▶ [WORK TASK] Could you restate the data word for word?

▶ [DATA RECORDS]
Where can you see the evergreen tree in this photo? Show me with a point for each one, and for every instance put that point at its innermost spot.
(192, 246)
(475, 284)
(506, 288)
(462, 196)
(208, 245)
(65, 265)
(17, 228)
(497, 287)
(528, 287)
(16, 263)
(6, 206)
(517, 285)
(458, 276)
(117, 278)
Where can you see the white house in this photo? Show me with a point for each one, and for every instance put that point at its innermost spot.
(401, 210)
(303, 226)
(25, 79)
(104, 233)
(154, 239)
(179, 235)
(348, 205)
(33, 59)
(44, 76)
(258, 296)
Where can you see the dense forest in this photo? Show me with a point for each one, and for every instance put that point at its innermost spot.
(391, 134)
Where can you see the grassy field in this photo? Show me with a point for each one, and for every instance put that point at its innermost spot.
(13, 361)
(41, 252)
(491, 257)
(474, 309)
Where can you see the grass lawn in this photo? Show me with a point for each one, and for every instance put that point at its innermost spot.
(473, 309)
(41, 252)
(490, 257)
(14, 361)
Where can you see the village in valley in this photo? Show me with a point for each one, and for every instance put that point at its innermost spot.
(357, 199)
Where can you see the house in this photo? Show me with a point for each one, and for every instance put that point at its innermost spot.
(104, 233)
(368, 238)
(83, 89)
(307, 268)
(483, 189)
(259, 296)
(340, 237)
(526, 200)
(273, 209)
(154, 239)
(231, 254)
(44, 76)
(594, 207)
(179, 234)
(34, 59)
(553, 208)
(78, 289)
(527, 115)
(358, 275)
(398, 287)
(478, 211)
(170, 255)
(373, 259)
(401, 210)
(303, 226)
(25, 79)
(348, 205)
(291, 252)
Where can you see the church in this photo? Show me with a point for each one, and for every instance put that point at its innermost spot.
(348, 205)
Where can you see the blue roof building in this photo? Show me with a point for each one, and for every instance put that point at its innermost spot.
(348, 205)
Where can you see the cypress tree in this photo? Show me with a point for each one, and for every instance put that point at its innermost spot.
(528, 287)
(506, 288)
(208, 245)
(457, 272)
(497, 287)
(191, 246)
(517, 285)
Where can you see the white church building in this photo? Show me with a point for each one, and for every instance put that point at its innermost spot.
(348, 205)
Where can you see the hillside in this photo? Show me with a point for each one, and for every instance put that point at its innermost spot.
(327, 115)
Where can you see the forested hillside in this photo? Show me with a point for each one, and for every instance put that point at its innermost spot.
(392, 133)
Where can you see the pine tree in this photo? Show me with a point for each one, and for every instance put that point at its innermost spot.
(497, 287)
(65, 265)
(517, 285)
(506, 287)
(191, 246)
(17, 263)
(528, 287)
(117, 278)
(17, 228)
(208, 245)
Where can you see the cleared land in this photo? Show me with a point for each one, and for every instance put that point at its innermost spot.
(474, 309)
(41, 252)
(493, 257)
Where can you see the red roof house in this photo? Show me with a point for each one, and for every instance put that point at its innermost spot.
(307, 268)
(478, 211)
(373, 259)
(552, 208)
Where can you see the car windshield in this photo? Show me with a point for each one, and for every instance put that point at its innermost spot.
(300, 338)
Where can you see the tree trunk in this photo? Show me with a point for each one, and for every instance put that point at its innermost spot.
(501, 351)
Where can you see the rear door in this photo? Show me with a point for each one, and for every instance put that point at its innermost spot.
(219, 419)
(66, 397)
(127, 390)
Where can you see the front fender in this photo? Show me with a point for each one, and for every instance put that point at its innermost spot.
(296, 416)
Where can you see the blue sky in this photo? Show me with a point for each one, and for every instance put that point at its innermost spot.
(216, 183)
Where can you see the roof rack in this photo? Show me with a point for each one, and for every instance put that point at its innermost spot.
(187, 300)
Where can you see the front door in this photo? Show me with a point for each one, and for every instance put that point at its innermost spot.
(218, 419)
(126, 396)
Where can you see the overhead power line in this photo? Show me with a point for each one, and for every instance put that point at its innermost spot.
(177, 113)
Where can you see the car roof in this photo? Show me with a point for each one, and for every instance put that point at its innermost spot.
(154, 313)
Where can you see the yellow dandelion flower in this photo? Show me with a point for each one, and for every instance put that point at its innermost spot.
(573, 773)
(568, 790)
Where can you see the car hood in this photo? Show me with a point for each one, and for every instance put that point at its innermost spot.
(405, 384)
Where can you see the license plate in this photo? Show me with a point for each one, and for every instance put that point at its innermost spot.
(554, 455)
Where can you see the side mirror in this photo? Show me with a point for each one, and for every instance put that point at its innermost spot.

▶ [ANSWER TO THE EXERCISE]
Where can you see the evergreen tree in this photo? Show me with a point for each one, and for every instance put that point at its innermost spot.
(192, 246)
(475, 284)
(506, 288)
(462, 196)
(208, 245)
(65, 265)
(17, 228)
(497, 287)
(528, 287)
(16, 263)
(6, 206)
(517, 285)
(458, 276)
(117, 278)
Where can you see the white house in this photo? Show me with a point for each one, and for every instance put that point at its innermost spot.
(401, 210)
(303, 226)
(25, 79)
(104, 233)
(154, 239)
(179, 235)
(348, 205)
(33, 59)
(44, 76)
(258, 296)
Where can you see the dense forest in this photo? Show me with a point for each one, and for every instance put that point at its innermost spot.
(391, 134)
Where can you see the grassy field in this photo? Show me with a point for each one, and for every instance put that point at its innermost spot.
(13, 361)
(41, 252)
(491, 257)
(474, 309)
Where can you see the grass lawn in this photo? Show me with a point for each one, and for every instance put that point at its innermost spot.
(473, 309)
(41, 252)
(490, 257)
(14, 361)
Where can you see the village in valley in this photo? Show me with a point for each one, and for every instance put that point at its innermost spot.
(357, 199)
Where can you see the house in this photo? Show me with a point for each one, and for every instance put that point at its innermost spot.
(104, 233)
(368, 238)
(83, 89)
(307, 268)
(483, 189)
(259, 296)
(340, 237)
(526, 200)
(273, 209)
(154, 239)
(231, 254)
(44, 76)
(594, 207)
(179, 234)
(34, 59)
(553, 208)
(78, 289)
(527, 115)
(358, 275)
(398, 287)
(478, 211)
(170, 255)
(373, 259)
(401, 210)
(303, 226)
(25, 79)
(348, 205)
(291, 252)
Where can you see the church in this photo? Show me with a point for each one, and for every instance put that point at its innermost spot.
(348, 205)
Where can you see the blue roof building in this photo? Show me with a point for each one, and for every instance put that point at its innermost spot.
(348, 205)
Where can you see the cypress tree in this photo? Show me with a point for each one, and for every instance put that point at its innermost spot.
(528, 287)
(506, 288)
(208, 245)
(457, 272)
(497, 287)
(191, 246)
(517, 285)
Where can you see the white church building in this photo? Show me with a point for each one, and for every instance put that point at its innermost spot.
(348, 205)
Where can you see the hillside in this photo? Show me with a point for each one, and for every instance put that point at its innermost spot.
(327, 115)
Where can you see the forested hillside in this photo? Show me with a point for each one, and for every instance put that point at its innermost spot.
(392, 133)
Where can you see the pine tree in this photo? Show me with a point for each one, and for every instance put that point at its innermost spot.
(497, 287)
(65, 265)
(517, 285)
(506, 287)
(191, 246)
(17, 263)
(528, 287)
(117, 278)
(17, 228)
(208, 245)
Where can you see the cleared land in this photo? Show me with a point for each one, and for every instance put that point at its innermost spot.
(474, 309)
(41, 252)
(493, 257)
Where can you see the red roof house in this photo? Show me with a point for each one, and for every instance put that point at its innermost spot.
(307, 268)
(478, 211)
(373, 259)
(552, 208)
Where can you see the car windshield in this photo? Show me with a point for each one, and for every instance put that point at its innermost spot.
(300, 338)
Where can you see the tree trunk in this photo? Show me with a point for each one, and for every instance put that point at its innermost spot.
(501, 351)
Where can you see the rear door in this photo? Show me with a point for each one, and for every instance put that point at its innermost spot.
(219, 419)
(66, 397)
(127, 390)
Where can you see the front fender in this photo? Show me with a point for each one, and for every instance put that point at its innermost spot.
(296, 416)
Where can you see the blue sky in this photo? Show me with a point for each one, and for every instance put that point at its innermost spot.
(216, 183)
Where can you see the roof rack in this photo? Show me with a point for each one, and for every instance put that point at its innermost spot.
(187, 300)
Where can you see the front door in this photo? Show me with a point for each one, and for every instance put that point at its innermost spot.
(218, 419)
(126, 396)
Where can you see the overhead power line in this photo? Show me with a point for each one, and for every instance put that point at its innermost spot.
(177, 113)
Where can you see the car roof in this photo? Show me with a point for each one, and for every instance put that point at its innermost spot.
(154, 313)
Where can you see the yellow dandelion flower in this photo? Show me with a point for each one, and for every instance put that point at its innermost spot.
(573, 773)
(568, 790)
Where can you see the car hood in this photo? Show me with a point for each one, and for every instance put that point at its innermost spot.
(405, 384)
Where can you see the license plate in this photo? Show me with a point for each one, and for every instance put that point at its innermost spot.
(554, 455)
Where can you see the side mirror in this photo? Show me with a point for each one, and for every instance put that point at its innermost spot.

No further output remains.